╔══
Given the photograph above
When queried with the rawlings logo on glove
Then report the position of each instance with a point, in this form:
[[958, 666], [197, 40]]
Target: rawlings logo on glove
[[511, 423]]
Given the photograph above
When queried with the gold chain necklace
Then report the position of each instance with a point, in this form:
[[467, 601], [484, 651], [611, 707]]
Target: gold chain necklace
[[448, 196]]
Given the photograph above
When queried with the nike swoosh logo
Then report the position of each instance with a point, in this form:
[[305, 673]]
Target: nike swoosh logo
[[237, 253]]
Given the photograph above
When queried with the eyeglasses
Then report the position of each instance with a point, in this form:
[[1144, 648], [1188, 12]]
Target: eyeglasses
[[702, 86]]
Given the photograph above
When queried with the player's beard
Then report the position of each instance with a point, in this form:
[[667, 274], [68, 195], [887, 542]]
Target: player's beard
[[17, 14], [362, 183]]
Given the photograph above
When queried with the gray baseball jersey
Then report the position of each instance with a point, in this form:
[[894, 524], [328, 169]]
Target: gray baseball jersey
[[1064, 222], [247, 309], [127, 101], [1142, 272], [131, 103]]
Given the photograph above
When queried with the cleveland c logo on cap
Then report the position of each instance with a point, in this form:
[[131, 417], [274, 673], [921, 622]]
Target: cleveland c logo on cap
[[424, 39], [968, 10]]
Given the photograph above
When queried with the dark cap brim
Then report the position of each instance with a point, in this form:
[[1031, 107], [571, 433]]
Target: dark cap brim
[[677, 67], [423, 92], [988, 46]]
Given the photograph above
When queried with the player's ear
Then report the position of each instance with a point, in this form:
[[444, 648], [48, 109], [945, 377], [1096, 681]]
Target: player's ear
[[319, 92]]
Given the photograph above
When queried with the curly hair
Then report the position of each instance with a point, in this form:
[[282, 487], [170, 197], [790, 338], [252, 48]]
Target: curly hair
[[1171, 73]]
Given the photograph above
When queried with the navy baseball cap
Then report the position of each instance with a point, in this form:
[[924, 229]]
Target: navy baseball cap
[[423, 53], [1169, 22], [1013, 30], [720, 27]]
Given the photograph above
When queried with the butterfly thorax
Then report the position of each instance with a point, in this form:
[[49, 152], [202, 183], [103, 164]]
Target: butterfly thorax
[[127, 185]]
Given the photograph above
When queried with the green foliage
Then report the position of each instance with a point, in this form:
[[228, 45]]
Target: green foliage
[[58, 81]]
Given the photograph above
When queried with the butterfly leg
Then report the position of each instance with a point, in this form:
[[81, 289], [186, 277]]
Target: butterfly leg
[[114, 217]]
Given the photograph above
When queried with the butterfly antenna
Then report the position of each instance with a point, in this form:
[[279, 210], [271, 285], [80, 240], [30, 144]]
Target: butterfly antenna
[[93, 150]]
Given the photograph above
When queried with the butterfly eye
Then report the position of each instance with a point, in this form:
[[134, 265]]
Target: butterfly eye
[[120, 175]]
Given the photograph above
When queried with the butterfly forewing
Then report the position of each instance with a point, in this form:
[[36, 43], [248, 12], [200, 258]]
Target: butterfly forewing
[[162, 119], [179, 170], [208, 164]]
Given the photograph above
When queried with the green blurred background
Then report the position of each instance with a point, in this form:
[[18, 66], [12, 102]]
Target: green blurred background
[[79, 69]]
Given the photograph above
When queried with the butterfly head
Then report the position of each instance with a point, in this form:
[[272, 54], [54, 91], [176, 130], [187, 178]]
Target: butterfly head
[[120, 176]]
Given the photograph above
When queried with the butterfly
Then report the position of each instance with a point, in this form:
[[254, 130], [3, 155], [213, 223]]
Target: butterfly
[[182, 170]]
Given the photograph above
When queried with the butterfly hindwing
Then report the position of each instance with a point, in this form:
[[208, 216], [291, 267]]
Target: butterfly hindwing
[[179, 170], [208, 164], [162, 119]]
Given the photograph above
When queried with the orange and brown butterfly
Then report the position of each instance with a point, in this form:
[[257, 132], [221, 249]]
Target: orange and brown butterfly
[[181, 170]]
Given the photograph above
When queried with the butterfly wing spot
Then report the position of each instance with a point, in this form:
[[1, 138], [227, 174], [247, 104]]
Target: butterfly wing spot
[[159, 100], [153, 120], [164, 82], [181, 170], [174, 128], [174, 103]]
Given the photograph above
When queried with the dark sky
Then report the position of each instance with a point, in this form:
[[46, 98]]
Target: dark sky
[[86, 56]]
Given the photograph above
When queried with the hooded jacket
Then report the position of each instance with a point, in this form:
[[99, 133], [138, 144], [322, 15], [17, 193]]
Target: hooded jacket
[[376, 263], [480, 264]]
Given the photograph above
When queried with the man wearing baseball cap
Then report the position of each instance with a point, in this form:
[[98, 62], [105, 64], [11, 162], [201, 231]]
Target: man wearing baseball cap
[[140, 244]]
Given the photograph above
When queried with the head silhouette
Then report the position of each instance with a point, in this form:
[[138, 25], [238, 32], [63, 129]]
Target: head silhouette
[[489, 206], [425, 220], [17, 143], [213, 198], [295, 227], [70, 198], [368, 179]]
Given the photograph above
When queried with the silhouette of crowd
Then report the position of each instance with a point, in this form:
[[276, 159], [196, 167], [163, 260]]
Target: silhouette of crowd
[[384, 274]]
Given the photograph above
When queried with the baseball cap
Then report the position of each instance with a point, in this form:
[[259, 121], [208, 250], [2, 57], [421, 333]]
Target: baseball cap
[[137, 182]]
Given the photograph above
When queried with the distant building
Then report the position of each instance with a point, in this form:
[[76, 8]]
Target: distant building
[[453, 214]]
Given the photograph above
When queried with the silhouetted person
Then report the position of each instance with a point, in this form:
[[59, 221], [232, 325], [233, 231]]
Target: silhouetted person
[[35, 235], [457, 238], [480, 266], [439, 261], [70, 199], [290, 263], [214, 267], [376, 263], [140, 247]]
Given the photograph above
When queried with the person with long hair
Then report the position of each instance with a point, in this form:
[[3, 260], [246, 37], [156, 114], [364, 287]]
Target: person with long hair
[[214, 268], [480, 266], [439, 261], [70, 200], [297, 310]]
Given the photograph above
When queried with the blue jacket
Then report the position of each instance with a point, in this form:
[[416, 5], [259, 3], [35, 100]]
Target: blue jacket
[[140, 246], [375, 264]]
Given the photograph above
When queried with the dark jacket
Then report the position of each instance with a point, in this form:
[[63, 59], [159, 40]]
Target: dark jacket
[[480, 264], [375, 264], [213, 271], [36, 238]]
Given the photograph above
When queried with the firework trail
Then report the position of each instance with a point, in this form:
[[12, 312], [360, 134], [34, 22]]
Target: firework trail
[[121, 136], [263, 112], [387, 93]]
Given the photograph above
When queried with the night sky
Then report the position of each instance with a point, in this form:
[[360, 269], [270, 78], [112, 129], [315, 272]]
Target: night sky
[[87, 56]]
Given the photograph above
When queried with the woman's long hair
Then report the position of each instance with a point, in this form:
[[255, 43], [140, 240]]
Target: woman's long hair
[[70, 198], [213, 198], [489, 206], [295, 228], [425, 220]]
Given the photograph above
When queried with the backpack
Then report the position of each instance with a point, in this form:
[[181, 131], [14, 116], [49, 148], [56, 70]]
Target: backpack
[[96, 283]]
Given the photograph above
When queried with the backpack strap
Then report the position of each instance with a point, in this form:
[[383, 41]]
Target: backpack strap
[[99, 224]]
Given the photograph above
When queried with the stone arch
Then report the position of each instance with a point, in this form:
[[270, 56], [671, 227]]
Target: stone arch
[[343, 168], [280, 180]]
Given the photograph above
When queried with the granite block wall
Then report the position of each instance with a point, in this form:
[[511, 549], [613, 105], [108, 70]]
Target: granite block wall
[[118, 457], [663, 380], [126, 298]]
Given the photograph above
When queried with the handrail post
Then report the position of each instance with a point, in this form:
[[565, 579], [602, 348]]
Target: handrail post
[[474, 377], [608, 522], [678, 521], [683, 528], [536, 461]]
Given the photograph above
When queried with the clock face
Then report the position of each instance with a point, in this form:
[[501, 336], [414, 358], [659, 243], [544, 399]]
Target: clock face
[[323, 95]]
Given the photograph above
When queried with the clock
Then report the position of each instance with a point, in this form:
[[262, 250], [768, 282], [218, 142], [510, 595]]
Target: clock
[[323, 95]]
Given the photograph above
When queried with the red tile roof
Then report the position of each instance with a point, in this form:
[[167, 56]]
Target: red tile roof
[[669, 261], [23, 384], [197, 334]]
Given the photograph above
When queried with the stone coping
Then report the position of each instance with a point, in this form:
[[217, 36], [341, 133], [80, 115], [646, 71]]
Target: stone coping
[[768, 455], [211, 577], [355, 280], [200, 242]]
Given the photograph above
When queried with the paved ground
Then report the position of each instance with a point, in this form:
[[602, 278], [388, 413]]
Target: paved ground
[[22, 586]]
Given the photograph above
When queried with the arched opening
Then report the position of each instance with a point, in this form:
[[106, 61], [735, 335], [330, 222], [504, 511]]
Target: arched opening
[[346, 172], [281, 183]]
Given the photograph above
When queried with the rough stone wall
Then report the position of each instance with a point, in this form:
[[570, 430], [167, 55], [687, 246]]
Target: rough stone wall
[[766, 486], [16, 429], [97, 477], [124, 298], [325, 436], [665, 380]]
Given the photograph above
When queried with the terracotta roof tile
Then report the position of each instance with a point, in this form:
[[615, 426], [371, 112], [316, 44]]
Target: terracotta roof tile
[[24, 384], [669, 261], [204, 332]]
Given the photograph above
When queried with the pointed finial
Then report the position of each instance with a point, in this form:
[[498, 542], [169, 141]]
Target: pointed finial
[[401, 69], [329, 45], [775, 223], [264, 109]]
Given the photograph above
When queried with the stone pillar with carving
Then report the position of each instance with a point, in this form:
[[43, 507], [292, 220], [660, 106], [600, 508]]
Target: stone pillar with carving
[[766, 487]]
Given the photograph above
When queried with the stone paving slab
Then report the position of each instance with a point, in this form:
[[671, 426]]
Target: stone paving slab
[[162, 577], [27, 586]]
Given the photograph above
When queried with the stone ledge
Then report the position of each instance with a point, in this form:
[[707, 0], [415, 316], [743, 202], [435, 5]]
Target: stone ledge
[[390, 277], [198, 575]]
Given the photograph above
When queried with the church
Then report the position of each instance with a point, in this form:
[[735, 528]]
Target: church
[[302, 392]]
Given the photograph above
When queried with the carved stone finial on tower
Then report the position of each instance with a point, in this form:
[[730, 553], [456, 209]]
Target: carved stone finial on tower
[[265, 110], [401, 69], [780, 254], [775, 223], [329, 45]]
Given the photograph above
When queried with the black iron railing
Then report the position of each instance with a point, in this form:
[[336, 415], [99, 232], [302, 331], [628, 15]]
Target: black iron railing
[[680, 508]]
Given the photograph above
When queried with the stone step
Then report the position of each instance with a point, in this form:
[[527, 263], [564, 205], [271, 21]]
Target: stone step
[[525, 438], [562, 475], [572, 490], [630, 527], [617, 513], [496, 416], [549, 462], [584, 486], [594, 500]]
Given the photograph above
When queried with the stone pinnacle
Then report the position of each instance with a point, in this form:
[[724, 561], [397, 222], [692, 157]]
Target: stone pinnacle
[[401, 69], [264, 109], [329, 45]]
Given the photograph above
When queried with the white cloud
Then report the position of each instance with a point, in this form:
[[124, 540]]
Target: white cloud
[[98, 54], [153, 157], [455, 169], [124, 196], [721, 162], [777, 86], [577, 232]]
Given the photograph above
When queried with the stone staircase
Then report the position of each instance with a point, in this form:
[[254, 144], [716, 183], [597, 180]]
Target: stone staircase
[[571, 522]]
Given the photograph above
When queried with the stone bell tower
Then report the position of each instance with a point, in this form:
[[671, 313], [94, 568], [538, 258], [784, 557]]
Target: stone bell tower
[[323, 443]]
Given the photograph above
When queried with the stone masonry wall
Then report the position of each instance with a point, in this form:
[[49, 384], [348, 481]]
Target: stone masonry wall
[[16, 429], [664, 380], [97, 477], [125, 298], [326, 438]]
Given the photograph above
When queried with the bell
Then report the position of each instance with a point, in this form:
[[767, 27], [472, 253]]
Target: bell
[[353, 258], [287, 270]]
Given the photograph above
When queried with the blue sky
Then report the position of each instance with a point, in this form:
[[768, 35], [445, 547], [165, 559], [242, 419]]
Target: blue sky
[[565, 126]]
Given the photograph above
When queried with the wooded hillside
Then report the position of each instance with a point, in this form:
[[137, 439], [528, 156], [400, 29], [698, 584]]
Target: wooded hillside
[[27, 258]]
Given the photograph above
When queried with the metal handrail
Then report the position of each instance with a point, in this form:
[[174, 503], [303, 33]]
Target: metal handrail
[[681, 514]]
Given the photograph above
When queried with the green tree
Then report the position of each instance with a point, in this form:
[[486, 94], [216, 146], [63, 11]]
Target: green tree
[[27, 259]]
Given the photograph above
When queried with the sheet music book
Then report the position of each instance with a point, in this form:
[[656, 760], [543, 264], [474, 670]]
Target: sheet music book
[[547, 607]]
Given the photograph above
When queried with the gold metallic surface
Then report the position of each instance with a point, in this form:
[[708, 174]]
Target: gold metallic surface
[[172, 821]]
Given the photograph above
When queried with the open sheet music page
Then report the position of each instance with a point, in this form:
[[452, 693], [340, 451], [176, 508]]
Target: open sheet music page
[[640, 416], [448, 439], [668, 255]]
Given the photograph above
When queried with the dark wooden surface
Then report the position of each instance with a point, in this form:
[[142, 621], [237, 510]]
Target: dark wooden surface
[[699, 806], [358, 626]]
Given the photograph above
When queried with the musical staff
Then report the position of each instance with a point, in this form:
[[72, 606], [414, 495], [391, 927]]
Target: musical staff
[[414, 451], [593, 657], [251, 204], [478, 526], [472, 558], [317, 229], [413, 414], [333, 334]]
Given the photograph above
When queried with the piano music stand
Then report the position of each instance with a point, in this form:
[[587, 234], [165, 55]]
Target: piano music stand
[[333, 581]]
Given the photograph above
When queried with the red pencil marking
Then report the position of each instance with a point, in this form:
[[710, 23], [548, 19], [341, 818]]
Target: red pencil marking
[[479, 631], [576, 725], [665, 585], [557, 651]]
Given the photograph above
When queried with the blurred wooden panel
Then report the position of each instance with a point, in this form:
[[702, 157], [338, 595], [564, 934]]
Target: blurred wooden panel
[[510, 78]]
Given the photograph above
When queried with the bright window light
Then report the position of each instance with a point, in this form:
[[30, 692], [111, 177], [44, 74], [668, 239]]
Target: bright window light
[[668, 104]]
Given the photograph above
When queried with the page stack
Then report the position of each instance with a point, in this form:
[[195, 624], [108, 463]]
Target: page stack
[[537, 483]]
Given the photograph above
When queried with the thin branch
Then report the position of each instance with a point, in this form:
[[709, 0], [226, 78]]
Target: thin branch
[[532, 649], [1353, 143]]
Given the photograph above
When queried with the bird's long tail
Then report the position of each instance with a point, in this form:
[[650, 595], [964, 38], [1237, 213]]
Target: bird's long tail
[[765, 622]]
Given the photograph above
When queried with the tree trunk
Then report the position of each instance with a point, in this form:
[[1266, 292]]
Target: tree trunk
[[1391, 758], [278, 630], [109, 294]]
╚══
» **Work required**:
Pull out each line of the material above that contains the string "metallic", treating uppercase and lowercase letters as different.

» **Answer below**:
When queried with the gold metallic surface
Target: gold metallic surface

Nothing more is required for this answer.